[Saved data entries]
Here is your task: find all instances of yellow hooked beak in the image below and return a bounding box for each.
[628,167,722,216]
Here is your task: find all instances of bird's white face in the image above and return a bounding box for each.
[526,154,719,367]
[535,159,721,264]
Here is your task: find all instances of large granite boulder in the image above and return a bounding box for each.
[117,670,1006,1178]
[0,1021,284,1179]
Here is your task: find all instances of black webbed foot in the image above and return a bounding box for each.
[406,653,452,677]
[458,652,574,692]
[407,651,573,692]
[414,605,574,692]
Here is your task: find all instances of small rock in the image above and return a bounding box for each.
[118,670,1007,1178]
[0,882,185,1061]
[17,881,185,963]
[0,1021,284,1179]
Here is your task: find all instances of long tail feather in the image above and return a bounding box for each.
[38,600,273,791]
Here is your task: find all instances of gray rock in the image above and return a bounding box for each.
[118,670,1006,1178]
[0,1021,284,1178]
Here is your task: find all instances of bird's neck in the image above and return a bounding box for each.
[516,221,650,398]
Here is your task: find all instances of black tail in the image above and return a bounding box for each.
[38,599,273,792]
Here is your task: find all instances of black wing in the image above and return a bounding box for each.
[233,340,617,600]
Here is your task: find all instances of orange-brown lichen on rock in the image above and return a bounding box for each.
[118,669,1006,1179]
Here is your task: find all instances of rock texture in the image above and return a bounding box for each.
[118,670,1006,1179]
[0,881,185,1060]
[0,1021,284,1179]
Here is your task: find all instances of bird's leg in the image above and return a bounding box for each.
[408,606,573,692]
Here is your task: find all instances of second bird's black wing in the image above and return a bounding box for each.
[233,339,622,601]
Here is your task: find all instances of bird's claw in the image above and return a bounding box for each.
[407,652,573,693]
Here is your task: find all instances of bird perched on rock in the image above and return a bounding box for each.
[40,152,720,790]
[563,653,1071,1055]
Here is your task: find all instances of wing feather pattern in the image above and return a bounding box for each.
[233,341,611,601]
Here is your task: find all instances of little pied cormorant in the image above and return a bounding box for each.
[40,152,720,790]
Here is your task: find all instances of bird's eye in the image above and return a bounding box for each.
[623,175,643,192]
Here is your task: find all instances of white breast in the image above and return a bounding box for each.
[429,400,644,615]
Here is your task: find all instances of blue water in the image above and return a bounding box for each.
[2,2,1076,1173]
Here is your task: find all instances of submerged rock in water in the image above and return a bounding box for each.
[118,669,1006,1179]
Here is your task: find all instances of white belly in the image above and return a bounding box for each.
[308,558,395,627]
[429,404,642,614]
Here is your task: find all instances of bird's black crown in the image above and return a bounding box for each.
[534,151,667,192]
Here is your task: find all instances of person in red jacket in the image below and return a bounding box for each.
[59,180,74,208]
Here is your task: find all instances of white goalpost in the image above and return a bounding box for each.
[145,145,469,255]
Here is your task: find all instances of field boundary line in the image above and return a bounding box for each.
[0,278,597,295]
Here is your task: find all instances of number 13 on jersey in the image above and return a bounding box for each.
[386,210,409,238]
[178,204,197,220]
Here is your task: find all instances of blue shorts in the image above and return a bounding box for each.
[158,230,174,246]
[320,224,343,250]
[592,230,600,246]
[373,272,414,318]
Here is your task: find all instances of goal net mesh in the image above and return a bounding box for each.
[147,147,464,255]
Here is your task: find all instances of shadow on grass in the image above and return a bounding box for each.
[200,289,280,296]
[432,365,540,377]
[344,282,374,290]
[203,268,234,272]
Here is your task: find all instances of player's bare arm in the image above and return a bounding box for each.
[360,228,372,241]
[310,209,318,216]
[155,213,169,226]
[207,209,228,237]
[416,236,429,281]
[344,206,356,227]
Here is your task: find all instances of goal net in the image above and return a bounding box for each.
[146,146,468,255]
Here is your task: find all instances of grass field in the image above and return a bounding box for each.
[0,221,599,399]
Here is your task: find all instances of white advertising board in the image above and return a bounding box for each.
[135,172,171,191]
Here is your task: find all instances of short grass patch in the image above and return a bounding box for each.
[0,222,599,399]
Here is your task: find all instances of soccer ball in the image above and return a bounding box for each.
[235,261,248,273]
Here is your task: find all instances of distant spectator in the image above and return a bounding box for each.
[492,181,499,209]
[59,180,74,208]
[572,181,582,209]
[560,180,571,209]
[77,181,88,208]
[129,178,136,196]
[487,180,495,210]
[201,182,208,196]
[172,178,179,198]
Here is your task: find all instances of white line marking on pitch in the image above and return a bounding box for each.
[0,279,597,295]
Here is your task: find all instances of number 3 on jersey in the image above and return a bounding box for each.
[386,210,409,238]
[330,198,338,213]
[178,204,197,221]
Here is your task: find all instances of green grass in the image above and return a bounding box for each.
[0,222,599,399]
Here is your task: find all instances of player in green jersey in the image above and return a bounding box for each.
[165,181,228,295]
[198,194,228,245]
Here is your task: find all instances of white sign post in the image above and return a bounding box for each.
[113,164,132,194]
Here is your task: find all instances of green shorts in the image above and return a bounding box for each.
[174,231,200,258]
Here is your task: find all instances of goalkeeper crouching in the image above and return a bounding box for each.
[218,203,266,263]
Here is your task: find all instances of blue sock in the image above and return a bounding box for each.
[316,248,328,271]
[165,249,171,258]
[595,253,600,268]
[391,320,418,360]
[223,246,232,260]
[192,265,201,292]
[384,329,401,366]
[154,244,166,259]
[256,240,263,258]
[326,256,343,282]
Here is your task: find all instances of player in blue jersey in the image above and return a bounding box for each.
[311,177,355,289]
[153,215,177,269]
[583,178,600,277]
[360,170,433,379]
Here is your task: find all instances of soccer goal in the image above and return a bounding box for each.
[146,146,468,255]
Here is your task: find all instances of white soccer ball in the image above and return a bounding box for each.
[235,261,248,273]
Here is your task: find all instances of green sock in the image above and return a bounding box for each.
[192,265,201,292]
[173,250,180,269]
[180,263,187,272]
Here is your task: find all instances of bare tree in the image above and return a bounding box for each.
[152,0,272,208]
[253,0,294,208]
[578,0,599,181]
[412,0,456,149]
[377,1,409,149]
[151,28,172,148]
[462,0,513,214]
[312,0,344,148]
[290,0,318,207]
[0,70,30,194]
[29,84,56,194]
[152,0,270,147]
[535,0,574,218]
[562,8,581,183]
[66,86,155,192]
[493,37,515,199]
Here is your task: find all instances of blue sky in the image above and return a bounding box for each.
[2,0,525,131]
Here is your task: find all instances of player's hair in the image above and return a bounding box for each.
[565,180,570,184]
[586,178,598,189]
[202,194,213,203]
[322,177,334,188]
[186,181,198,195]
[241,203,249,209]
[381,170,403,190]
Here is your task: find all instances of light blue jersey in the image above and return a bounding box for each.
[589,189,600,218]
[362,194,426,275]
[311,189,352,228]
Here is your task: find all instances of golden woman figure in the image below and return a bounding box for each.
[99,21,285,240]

Directions => The lines above need to be restated word for word, all of them.

Response to this task =>
Here is your task: find all instances of yellow hooked beak in the image below and return a bounding box for each.
[628,167,722,216]
Here is your task: find all instances of bird's white face in the image above and return a bounding box for each.
[526,154,719,367]
[535,159,721,264]
Here is your task: find all instances of large granite boulder in the image above and return a bounding box for each.
[117,670,1006,1178]
[0,1021,284,1179]
Here is your task: find all instances of black webbed foot in the image above and return a bounding box for each.
[406,653,452,677]
[458,652,574,692]
[407,651,573,692]
[414,605,574,692]
Here is your task: find all instances of small rock in the image above and return a bounding box for each.
[118,670,1007,1178]
[0,882,185,1061]
[17,881,185,963]
[0,1021,284,1179]
Here is your task: find all instances of long tail feather in the image above and return a bounding box for each.
[38,600,273,791]
Here is your task: find all instances of gray rock in the image above and return a bounding box for each.
[118,670,1006,1178]
[0,1021,284,1178]
Here is your task: find all instances of bird's neck in the image above and return a bounding box for each.
[516,221,650,398]
Here is your task: find all instances of black tail in the image above and return a bounding box for each.
[38,599,273,792]
Here is your task: find all instances of black wing in the image above and return a bounding box for each.
[233,340,617,600]
Here is your task: find all instances of orange-brown lichen on rock in the image above and return a bounding box for each.
[118,669,1006,1179]
Here is your task: find all instances of rock texture in the image above and return a bounding box for each.
[118,670,1006,1179]
[0,881,185,1060]
[0,1021,284,1179]
Here is your task: find all instances of bird's leg in the image above and return a bounding box for each.
[408,606,573,692]
Here is your task: find all instances of second bird's black wing in the image above and return a bounding box for each.
[233,339,622,601]
Here is your task: find all instances of bird's claw in the image above and return a bounding box for each.
[407,652,573,693]
Here is your task: find all instances of bird perched on rock in the image above and return a bounding box for each.
[40,152,720,790]
[563,653,1071,1055]
Here is your task: find all instances of wing feather pattern in the image above and return a bounding box for each.
[233,341,611,601]
Here is your task: find all instances of little pied cormorant in the image above and return a bounding box for each.
[40,152,720,790]
Here is your task: find all instances of bird's eye in the image above and return a bounding box for each.
[623,175,643,192]
Here is your task: find all instances of white breast in the image above and return a bounding box for each.
[429,400,644,615]
Here is your task: find all instances of blue water in the image above and return a bounding box for each.
[2,2,1076,1173]
Here is your task: find all instances of submerged rock in water in the image above and return a bounding box for each.
[118,669,1006,1179]
Here is your task: find all instances of white belly in the image above and return a bounding box for each.
[308,558,395,627]
[429,404,642,614]
Here is your task: find all instances of bird's black crown in the image above and return a bounding box for each.
[534,151,667,192]
Here is your task: find all instances of person in red jacket in the image below and return a bounding box for each.
[59,180,74,208]
Here is your task: find all instances of white goalpost in the image above and return a bounding box for each.
[145,145,469,255]
Here is your task: find all instances of field boundary line in the image above and return a bounding box for each.
[0,278,597,295]
Here is your task: find all instances of number 13 on jersey in the image above and return a bounding box for each.
[386,210,409,238]
[178,204,197,220]
Here is your task: find all instances of blue shorts in the image above and return a bounding box for each.
[158,230,174,246]
[320,224,343,250]
[592,230,600,246]
[373,272,414,318]
Here is your task: find all instances of goal net mesh in the image above and return a bounding box for each.
[147,147,464,255]
Here is your task: find all instances of shadow on grass in the image above and return a bounding box for each.
[200,289,280,296]
[432,365,540,377]
[344,282,374,290]
[203,268,234,272]
Here is your task: find all instances of player's bare arm in the image above and return a bounding box for each.
[360,228,372,241]
[310,209,318,216]
[155,213,169,226]
[207,209,228,237]
[416,236,429,281]
[344,206,356,227]
Here is your task: find all instances of goal net in the image above and return a bounding box for each.
[146,146,468,255]
Here is your task: find all instances of grass field in the image above and return a bounding box for each.
[0,221,599,399]
Here is your task: find all instances of white advertising board in the image above and return a bounding box for each.
[135,172,171,191]
Here is your task: find all instances of short grass patch in the image above and return a bounding box for each.
[0,222,599,399]
Here is your task: find all instances of soccer ball in the image above and return a bounding box for each.
[235,261,248,273]
Here is your task: find all instances of distant spectator in the image above and return a bounding box for each.
[492,181,499,209]
[59,180,74,208]
[572,181,582,209]
[560,180,571,209]
[77,181,88,208]
[129,178,136,196]
[487,180,495,210]
[201,182,208,196]
[172,178,179,198]
Here is your task: find all instances of white line marking on pitch in the image above and return a bounding box for each.
[0,279,597,295]
Here is your task: find all instances of number 3 on jersey in the image above and return a bounding box for each.
[386,210,409,238]
[330,198,338,213]
[178,204,197,221]
Here is your task: find all instances of green grass in the image above and return a bounding box for each.
[0,222,599,399]
Here is your task: find all instances of player in green jersey in the image above and return a bounding box for each.
[165,181,228,295]
[198,194,228,245]
Here is your task: find all instances of white sign post in the image above and return a bounding box for each.
[113,164,132,194]
Here is your task: find all instances of green shorts in the image above and return a bounding box for each.
[174,231,200,258]
Here is your task: find all instances of goalkeeper crouching in the image above and return a bounding box for each.
[218,203,266,263]
Here is your task: find all instances of blue sock in the image above and return a bounding box for each.
[316,248,328,271]
[165,249,171,258]
[595,253,600,268]
[391,320,418,360]
[223,246,232,260]
[192,265,201,292]
[384,329,401,366]
[154,244,166,259]
[256,240,263,258]
[326,256,343,282]
Here is your task: find all instances of player in blue jersey in the image above and return a bounding box for each.
[311,177,355,289]
[153,215,177,269]
[583,178,600,277]
[360,170,433,379]
Here is your task: find all instances of soccer goal in the image above and return a bounding box for each.
[146,146,468,255]
Here is your task: find all instances of white soccer ball in the image above and return a bounding box for each.
[235,261,248,273]
Here is your task: find all instances of green sock in the image above and return a bounding box for each.
[192,265,201,292]
[173,250,180,269]
[180,263,187,272]
Here is your task: find all instances of bare tree in the image above and return a bounding box for each.
[152,0,272,208]
[253,0,294,208]
[578,0,599,181]
[412,0,456,149]
[377,1,409,149]
[151,28,172,148]
[462,0,513,214]
[312,0,344,148]
[290,0,318,207]
[0,70,30,194]
[29,84,56,194]
[152,0,270,147]
[535,0,574,218]
[562,8,581,183]
[66,86,155,192]
[493,37,515,199]
Here is your task: find all instances of blue sky in the image above and return a bounding box for each.
[2,0,525,131]
Here is your task: find all instances of player's hair in the image above and return a bounding box for each.
[565,180,570,184]
[586,178,598,189]
[202,194,213,203]
[322,177,334,188]
[186,181,198,195]
[241,203,249,209]
[381,170,403,190]
Here is your task: find all instances of light blue jersey in the image above and return a bounding box for each.
[589,189,600,218]
[362,194,426,275]
[311,189,352,228]
Here is your task: find all instances of golden woman figure in the image below and return a bounding box for each.
[99,21,285,240]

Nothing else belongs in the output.